What you need to do
1. In the forum thread about the Bachmann 44475 track pack, which track does mesenteria urge buying instead of the steel alloy version?
2. Carry on the forum thread about the Bachmann 44475 track pack from the point where it stops.

====== Quoted passage

# [H0] Bachmann 44475



## Mannix (10 mo ago)

Hello everyone !
I'm also looking for a Bachmann over-under figure 8 layout (#44475). It's just a funny idea. Nothing else. All your advices, comments and criticism about this product will be greatly appreciated. Thanks.
*STEEL ALLOY E-Z TRACK® OVER-UNDER FIGURE 8 TRACK PACK (HO SCALE)*


----------



## mesenteria (Oct 29, 2015)

I'm surprised the steel alloy track is still being sold by Bachmann. Almost nobody uses it, although why do they have it for sale if there's no market, Crandell? Maybe they have scads of it left because people soon learned of the inherent problems with steel track, so they put it in kits for unsuspecting newcomers to the hobby to snap up, thinking it's a bargain.

Steel rusts. It corrodes naturally unless it is stainless, and I don't see where they claim that there is any nickel content in the 'steel alloy'. Simply handling this stuff with bare hands could lead to corrosion. There's nothing inherently wrong with the idea of a two-level, overpass style, Figure 8, provided your grades up and down aren't so steep that they severely constrain the locomotive to only one or two cars, or maybe even to the locomotive by itself. But I would strongly urge you, at greater expense unfortunately, to purchase the grey ballast EZ-Track with nickel silver railstock. It won't have the problems that steel alloy rails will have.


----------



## Mannix (10 mo ago)

============
====== Dataset entries

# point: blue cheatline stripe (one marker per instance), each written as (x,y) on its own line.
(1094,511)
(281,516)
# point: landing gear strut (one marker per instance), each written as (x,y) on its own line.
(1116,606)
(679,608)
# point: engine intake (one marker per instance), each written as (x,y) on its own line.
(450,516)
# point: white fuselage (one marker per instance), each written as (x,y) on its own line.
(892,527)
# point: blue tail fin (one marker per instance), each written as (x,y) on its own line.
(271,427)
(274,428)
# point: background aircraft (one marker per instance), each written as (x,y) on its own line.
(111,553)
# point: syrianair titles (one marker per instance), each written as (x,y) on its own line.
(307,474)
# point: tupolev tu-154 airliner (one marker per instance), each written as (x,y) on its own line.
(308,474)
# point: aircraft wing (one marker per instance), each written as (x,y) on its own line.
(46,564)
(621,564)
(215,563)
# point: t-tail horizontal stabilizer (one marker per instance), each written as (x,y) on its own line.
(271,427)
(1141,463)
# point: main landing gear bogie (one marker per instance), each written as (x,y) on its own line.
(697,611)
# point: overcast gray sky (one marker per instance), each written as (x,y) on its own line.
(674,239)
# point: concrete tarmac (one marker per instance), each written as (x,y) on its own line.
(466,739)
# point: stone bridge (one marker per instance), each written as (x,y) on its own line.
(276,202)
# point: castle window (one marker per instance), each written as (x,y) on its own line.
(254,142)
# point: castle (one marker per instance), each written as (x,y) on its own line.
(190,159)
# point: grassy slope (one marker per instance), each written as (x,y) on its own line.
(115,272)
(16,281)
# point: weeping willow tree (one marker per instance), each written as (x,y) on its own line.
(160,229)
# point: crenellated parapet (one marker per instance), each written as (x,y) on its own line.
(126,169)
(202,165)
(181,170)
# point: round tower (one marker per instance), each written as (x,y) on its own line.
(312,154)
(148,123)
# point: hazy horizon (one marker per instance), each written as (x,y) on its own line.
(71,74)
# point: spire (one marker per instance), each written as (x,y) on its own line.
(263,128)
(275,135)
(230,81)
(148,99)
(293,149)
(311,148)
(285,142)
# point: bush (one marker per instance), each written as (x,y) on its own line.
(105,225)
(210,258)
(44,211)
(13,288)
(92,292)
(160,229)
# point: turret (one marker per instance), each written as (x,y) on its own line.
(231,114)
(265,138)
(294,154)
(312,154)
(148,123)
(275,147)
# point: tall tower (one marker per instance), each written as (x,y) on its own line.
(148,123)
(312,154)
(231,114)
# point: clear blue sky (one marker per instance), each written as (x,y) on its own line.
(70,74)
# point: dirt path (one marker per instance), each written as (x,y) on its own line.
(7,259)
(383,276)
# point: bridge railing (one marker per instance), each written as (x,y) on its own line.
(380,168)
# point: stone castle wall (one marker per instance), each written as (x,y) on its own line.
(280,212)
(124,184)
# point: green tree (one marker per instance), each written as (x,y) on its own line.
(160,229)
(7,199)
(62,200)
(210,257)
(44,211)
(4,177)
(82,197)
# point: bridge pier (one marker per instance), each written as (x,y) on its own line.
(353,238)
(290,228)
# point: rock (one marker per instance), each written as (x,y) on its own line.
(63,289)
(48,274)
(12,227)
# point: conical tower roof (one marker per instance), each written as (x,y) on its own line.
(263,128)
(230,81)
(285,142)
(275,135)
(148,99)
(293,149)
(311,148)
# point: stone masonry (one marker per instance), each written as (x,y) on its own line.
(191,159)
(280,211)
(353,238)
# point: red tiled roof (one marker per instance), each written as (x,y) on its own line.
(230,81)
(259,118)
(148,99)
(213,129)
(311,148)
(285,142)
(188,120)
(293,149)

============

Answers to the exercise
1. The grey ballast EZ-Track with nickel silver railstock.

2.
Unfortunately I discovered with Anyrail that the Bachmann track plan does not work as you can see below.


----------



## Old_Hobo (Feb 20, 2014)

The Bachmann set will work….why do you bother with Anyrail when the Bachmann track set is made to work?


----------



## Jscullans (Jul 8, 2019)

I would steer clear of ez track. It’s not very good. The base of a good running layout is good benchwork and track. Everything else is in the eye of the beholder


----------



## Lemonhawk (Sep 24, 2013)

That's about a 3% grade with no vertical easement. Better if it was 2%, it might work. its the steel rail that might be the bigger problem. You can try Wahl clipper oil or old style transmission fluid (the cheat stuff) but that can easily compound the issue as too much and the wheels will really slip, and too little and you get no oxidation protection. Then there is just the problem of trying to clean the track while on the piers, may be difficult to put much pressure on anything while cleaning it with a dry rag (after you get too much oil on it). The oil will protect the steel however! All metal track will oxidize, but the reason people like nickel silver track is that the oxide is conductive while steel rust and brass oxide is non conductive so as time goes on you keep building up a thicker coating that is non-conductive and your train start so stop and start and you have to give it a little shove more and more, making the whole experience just plain frustrating.


----------



## CTValleyRR (Jul 26, 2014)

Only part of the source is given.